- Opening Delimiter -
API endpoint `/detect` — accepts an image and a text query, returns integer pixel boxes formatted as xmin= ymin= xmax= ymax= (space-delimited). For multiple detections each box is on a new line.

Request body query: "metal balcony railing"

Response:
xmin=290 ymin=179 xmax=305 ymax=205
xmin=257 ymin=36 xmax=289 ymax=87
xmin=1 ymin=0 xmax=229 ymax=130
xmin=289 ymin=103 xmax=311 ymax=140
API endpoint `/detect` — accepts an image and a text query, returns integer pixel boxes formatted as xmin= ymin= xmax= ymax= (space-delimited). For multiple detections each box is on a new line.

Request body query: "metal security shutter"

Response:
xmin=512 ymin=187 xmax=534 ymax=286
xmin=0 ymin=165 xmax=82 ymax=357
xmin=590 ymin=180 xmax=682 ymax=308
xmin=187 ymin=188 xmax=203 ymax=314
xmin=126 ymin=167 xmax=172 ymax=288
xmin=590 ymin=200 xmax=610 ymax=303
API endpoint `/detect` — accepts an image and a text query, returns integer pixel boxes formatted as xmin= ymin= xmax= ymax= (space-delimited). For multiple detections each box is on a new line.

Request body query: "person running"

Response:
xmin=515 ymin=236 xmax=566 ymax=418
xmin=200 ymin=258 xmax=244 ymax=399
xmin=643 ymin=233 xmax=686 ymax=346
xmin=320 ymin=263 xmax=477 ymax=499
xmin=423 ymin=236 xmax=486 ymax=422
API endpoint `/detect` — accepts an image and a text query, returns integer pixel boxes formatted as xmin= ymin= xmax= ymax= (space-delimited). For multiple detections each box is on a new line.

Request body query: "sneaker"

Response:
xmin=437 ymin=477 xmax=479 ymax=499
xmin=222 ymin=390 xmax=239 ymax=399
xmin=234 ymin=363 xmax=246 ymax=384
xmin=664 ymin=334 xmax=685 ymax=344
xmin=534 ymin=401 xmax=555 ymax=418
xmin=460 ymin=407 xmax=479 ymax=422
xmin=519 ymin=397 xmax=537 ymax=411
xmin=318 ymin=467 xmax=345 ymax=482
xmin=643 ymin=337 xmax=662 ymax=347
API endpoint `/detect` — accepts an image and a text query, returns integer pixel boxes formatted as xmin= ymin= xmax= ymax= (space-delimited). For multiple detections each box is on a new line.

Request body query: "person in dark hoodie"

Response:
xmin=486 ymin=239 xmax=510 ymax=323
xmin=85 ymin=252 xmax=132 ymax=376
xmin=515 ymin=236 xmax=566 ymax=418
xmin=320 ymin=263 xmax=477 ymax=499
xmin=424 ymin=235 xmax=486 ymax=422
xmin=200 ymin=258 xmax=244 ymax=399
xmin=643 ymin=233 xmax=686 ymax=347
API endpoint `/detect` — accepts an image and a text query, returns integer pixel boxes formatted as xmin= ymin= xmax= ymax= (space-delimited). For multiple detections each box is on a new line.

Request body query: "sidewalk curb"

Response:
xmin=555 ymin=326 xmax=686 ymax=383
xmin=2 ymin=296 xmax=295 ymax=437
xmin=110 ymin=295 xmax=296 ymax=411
- Closing Delimiter -
- Opening Delimiter -
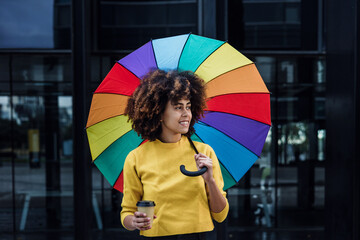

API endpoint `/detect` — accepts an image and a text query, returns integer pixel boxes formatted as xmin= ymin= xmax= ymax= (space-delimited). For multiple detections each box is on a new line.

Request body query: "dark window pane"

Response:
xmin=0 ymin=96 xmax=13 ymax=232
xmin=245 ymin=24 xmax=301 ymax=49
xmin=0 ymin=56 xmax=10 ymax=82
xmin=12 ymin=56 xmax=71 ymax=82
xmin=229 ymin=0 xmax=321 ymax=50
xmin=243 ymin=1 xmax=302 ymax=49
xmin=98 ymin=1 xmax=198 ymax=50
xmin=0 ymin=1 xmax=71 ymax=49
- Closing Delimiter -
- Opening Delimiter -
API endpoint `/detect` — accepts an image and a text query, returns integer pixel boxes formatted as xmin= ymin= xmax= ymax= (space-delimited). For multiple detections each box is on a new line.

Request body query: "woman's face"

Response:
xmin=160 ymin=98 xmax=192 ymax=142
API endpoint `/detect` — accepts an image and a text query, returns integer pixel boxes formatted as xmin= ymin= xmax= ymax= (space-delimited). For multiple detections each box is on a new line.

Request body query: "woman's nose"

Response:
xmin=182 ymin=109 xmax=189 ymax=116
- Closing Delimiter -
**PROBLEM STATEMENT**
For the records above, count the lines that contain the word "Request" and give only that number.

**ANSWER AREA**
9